- **Prompt**
From the entries, copy out every line in which the word "dark" is found.

- **Saved data entries**
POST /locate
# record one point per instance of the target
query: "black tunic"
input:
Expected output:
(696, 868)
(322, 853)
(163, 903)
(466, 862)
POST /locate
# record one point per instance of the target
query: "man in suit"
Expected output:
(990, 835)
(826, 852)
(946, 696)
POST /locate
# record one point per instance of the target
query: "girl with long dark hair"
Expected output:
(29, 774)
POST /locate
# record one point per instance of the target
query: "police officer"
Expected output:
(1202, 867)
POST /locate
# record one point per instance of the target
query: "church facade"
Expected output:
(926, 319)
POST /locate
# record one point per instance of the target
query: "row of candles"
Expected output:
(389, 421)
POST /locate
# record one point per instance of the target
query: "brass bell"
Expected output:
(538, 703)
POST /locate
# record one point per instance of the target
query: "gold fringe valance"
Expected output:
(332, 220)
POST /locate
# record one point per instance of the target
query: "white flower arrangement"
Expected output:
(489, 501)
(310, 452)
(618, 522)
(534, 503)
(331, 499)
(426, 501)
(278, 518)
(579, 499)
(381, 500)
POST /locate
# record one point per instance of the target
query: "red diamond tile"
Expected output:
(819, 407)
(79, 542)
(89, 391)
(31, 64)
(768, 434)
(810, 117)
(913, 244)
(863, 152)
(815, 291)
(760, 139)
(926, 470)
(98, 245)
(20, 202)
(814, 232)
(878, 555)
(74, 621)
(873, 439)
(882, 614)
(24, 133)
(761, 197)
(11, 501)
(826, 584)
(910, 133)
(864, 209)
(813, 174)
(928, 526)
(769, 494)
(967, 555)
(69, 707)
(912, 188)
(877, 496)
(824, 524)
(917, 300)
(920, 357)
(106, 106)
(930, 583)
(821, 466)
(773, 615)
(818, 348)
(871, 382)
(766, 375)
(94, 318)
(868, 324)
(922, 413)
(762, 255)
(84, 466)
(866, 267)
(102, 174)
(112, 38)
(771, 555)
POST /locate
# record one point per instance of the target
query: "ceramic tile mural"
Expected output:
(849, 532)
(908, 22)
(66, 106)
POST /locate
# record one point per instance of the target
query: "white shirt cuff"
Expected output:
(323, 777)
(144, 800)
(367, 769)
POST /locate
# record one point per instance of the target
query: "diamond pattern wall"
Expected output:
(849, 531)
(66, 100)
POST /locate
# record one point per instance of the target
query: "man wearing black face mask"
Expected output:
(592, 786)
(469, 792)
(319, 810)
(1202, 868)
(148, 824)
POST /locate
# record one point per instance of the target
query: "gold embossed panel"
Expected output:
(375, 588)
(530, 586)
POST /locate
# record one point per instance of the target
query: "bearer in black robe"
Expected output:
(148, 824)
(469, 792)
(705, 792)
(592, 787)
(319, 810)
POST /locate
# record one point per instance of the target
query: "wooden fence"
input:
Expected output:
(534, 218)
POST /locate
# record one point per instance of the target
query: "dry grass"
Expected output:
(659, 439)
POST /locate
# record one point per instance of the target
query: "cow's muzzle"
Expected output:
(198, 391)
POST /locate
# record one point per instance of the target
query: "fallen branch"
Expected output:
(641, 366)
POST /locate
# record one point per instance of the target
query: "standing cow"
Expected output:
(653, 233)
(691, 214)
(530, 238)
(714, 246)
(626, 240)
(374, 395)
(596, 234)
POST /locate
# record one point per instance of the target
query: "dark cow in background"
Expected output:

- **Result for this exercise**
query: "girl with long dark hair"
query: "dark cow in background"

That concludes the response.